YOUR ASSIGNMENT:
Please reproduce exactly the line that carries "Place one keypoint on each instance of the wasp abdomen" and all remaining lines through the last line of the data, and write nothing else.

Items listed in a dataset:
----

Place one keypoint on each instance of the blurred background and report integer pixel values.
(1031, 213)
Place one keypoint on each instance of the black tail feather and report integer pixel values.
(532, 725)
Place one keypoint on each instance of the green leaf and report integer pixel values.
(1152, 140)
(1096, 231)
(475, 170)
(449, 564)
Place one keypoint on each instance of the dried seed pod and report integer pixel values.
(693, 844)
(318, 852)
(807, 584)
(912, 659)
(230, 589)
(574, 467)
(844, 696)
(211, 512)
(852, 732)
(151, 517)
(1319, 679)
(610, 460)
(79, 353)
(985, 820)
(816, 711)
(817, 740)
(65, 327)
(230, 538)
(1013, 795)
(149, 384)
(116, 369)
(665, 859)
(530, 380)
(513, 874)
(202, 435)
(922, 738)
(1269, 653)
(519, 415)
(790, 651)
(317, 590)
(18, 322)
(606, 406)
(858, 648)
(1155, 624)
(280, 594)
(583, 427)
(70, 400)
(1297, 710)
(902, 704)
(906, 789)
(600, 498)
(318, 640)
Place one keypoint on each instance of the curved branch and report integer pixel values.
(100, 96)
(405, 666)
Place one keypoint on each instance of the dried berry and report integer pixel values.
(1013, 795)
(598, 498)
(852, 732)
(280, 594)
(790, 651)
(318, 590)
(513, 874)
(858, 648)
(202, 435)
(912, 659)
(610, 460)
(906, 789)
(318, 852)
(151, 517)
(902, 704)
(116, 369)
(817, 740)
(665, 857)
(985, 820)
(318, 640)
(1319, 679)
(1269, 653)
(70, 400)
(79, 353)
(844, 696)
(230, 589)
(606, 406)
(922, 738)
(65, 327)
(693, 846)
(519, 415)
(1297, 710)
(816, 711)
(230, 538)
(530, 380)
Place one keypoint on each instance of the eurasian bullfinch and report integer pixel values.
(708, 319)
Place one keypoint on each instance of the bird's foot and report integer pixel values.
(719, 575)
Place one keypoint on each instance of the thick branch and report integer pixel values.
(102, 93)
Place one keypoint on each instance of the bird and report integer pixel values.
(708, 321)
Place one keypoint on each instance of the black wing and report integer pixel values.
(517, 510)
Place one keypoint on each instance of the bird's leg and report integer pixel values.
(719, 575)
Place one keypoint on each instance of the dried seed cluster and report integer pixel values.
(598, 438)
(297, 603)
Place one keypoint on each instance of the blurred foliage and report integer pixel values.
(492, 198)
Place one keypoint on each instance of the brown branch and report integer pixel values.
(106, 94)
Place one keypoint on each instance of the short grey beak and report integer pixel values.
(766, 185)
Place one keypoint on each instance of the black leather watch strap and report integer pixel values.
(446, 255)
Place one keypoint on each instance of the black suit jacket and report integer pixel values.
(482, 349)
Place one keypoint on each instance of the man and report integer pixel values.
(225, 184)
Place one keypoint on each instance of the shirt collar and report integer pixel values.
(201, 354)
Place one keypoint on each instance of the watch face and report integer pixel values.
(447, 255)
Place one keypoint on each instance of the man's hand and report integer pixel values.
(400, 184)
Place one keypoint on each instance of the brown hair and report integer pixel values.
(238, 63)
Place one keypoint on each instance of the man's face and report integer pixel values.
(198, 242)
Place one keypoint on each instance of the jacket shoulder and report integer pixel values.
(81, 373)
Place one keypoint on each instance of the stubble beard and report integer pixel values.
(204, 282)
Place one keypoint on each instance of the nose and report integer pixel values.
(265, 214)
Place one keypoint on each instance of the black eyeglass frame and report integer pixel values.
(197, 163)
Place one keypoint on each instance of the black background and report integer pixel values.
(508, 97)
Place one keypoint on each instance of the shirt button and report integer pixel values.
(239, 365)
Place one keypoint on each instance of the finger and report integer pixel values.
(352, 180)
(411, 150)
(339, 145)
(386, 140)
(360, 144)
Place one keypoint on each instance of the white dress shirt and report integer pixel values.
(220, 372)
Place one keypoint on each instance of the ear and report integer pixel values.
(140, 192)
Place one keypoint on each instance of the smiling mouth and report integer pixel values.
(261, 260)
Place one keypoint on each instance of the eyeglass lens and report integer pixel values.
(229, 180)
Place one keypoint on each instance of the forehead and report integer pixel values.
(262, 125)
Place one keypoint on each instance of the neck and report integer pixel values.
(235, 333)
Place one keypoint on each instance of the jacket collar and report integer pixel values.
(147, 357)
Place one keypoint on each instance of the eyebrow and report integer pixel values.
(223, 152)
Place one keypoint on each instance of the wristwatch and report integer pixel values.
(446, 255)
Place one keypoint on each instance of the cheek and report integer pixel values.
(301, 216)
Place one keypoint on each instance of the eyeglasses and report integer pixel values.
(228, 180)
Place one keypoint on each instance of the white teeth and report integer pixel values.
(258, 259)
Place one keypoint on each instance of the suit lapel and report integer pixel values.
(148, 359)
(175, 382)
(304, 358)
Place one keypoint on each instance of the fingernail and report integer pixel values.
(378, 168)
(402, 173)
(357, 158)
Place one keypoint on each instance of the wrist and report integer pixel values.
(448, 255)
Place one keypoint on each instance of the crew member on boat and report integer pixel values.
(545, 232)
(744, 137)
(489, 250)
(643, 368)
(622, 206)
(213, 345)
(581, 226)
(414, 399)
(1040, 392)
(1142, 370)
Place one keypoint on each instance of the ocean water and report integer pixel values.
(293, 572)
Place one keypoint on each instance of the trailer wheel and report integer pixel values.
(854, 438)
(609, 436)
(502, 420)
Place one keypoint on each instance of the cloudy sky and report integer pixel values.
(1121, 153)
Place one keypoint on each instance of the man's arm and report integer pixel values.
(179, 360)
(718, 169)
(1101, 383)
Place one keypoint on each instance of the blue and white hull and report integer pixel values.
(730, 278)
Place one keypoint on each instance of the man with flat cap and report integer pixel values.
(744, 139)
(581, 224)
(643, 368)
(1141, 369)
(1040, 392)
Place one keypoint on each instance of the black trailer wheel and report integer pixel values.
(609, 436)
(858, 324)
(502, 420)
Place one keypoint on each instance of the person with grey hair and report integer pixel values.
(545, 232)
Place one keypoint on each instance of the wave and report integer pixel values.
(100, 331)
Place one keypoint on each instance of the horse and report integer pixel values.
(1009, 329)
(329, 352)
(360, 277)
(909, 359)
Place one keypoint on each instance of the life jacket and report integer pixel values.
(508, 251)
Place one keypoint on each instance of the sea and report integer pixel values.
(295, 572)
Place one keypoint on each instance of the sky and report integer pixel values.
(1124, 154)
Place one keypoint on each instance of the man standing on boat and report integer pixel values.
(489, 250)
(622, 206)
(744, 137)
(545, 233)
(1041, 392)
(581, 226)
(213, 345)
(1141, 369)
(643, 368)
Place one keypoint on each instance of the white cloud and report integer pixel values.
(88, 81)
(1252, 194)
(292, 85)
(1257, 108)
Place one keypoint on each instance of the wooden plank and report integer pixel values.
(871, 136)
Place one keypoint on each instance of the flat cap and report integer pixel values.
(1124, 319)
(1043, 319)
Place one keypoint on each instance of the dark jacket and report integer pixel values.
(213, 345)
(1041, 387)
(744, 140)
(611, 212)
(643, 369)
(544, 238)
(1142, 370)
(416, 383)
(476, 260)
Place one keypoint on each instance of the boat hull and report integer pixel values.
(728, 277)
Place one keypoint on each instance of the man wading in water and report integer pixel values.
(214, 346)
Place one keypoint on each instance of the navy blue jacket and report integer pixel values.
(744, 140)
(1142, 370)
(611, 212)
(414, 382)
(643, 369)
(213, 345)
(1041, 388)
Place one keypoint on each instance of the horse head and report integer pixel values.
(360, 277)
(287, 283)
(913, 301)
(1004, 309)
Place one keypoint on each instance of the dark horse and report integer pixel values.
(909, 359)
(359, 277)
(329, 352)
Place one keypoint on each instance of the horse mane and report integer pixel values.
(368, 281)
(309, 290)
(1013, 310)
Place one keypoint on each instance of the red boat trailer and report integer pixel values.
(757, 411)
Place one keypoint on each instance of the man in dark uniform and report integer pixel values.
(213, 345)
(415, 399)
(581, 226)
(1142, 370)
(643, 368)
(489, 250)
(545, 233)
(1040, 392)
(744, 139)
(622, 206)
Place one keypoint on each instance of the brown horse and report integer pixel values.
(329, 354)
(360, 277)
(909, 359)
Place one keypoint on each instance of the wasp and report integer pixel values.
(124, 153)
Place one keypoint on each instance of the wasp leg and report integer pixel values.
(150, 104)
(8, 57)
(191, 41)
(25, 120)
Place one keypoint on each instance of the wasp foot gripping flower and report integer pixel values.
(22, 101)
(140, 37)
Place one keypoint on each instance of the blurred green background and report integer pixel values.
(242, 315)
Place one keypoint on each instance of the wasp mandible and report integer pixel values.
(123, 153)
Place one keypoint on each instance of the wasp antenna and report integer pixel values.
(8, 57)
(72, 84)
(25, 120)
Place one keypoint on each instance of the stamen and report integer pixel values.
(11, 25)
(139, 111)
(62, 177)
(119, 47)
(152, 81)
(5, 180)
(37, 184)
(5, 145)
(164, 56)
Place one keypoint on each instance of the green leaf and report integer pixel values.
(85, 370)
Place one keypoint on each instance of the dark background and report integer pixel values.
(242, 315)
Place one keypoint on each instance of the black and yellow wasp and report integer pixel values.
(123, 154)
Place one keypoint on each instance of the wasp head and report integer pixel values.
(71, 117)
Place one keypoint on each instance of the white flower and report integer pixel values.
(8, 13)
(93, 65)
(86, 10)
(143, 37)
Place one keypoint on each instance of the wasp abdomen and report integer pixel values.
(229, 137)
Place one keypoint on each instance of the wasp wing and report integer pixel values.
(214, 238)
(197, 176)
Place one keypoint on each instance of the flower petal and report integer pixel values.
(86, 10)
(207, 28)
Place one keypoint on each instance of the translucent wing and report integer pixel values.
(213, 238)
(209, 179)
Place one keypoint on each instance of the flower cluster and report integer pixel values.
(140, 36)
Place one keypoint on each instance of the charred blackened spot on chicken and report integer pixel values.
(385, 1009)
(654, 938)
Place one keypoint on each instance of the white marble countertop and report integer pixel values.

----

RESULT OF THE EXERCISE:
Place one keypoint on each instance of the wasp abdomen and report integer pixel values.
(229, 137)
Place one keypoint on each instance of the wasp wing and report integer pixel values.
(214, 238)
(197, 176)
Place one keypoint on each instance of the flower petal and report integer pixel values.
(86, 10)
(207, 28)
Place one keypoint on each instance of the translucent wing and report integer pixel values.
(213, 238)
(209, 179)
Place one keypoint on each instance of the flower cluster and report integer pixel values.
(140, 36)
Place one keypoint on each instance of the charred blackened spot on chicken and report integer pixel values.
(385, 1009)
(654, 938)
Place one keypoint on each instance of the white marble countertop and report integer pixel values.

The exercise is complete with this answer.